→ AIM OF THE EXERCISE
Copy every line from the start of the lines through the one containing "[[793, 437]]", leaving out the pictures. Raise each point coordinate in the answers by 105, and keep everything else unchanged.

→ RECORDS FOR THIS TASK

## BEGIN

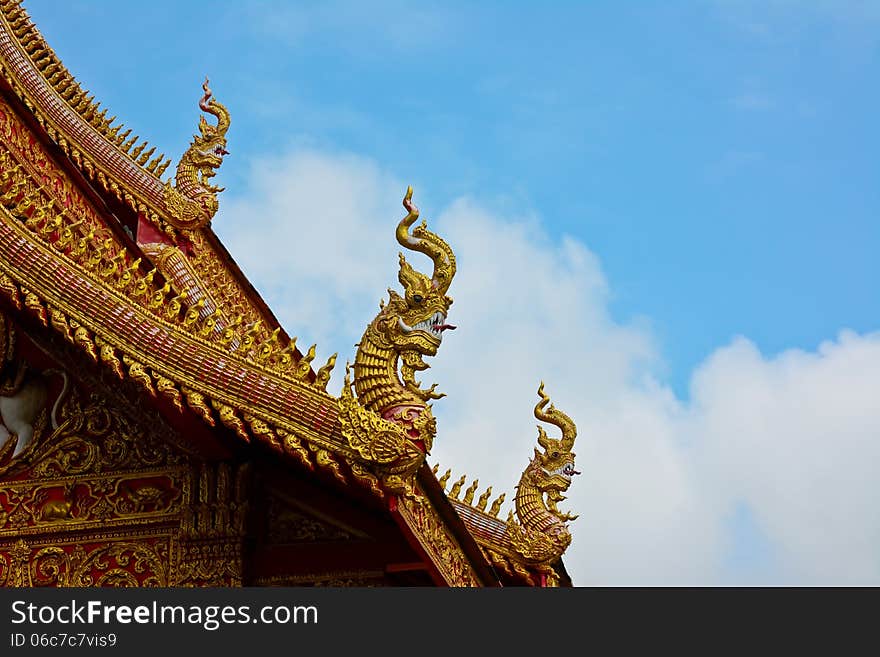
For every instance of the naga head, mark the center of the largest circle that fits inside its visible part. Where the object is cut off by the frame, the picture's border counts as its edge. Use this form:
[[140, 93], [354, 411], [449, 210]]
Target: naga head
[[415, 321], [551, 470], [209, 147]]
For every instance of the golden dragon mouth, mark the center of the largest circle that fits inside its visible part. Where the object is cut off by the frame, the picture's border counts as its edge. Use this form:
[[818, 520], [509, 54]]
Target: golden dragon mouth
[[433, 326]]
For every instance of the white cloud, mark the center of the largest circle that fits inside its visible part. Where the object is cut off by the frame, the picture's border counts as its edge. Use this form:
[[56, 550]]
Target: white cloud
[[793, 437]]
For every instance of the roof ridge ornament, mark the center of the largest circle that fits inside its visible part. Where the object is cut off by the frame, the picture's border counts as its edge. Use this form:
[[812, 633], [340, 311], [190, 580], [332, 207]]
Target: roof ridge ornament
[[192, 201], [390, 423], [540, 532]]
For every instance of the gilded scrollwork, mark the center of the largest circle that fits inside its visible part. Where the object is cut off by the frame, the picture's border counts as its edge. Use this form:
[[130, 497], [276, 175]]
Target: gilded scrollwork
[[126, 562]]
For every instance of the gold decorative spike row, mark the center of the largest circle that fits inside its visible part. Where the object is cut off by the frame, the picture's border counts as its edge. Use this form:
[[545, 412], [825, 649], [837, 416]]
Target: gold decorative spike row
[[469, 494], [69, 90], [110, 262]]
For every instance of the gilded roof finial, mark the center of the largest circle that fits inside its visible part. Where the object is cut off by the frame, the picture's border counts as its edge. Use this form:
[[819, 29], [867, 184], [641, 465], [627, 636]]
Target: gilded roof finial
[[541, 534], [192, 201]]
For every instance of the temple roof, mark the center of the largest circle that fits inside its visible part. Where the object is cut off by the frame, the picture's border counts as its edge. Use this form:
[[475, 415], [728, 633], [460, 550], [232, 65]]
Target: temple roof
[[95, 246]]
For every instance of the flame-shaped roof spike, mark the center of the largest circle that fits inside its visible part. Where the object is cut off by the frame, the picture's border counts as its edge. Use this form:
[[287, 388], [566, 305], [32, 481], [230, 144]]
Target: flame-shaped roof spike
[[546, 412], [423, 240], [445, 478], [484, 499], [456, 488]]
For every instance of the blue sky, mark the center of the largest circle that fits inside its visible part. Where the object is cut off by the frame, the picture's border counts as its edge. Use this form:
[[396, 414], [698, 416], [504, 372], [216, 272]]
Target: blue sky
[[718, 159]]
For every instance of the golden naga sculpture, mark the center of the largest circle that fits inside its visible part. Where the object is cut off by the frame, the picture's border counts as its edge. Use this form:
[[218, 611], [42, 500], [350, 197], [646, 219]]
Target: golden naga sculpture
[[542, 535], [192, 201], [390, 424]]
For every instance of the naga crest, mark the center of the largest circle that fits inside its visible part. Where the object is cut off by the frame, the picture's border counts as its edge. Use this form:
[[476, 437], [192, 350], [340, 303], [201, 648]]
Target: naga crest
[[390, 416], [192, 201], [541, 534], [415, 321]]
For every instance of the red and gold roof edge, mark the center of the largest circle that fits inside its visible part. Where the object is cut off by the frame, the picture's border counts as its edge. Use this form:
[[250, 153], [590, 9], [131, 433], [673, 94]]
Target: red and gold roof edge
[[71, 117]]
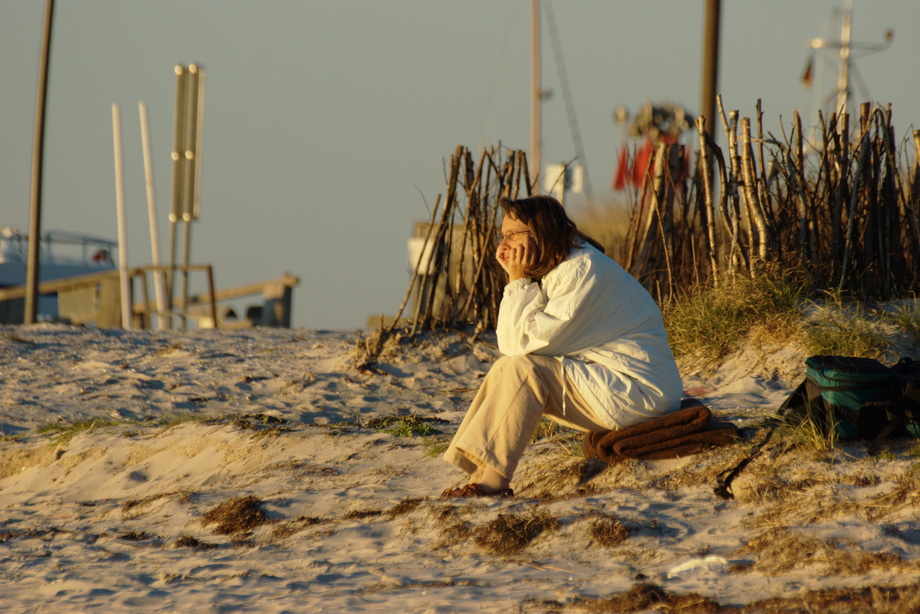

## END

→ FINAL ANSWER
For every instance of the naga head, mark the center of the largest circle that fits inside its visible part. Where the object is cut off by the frame, the picture's border counts as its edge. Use this form:
[[140, 93], [354, 411], [449, 210]]
Target: naga head
[[520, 426], [656, 575], [314, 252]]
For every instance of the golden dragon mouth, mark the center of the largest circle that fits inside its visible part. Where the object is cut off by the frame, the picture's border counts as its edge. Use this form:
[[818, 520], [509, 54]]
Target: golden dragon mouth
[[538, 431]]
For every instance of the white cloud, mark the center of the largest circle that fits inside its visible part. Where the object is cut off by the frame, the picture's border counts as its edge. Use this form:
[[56, 550]]
Target: white cloud
[[898, 542]]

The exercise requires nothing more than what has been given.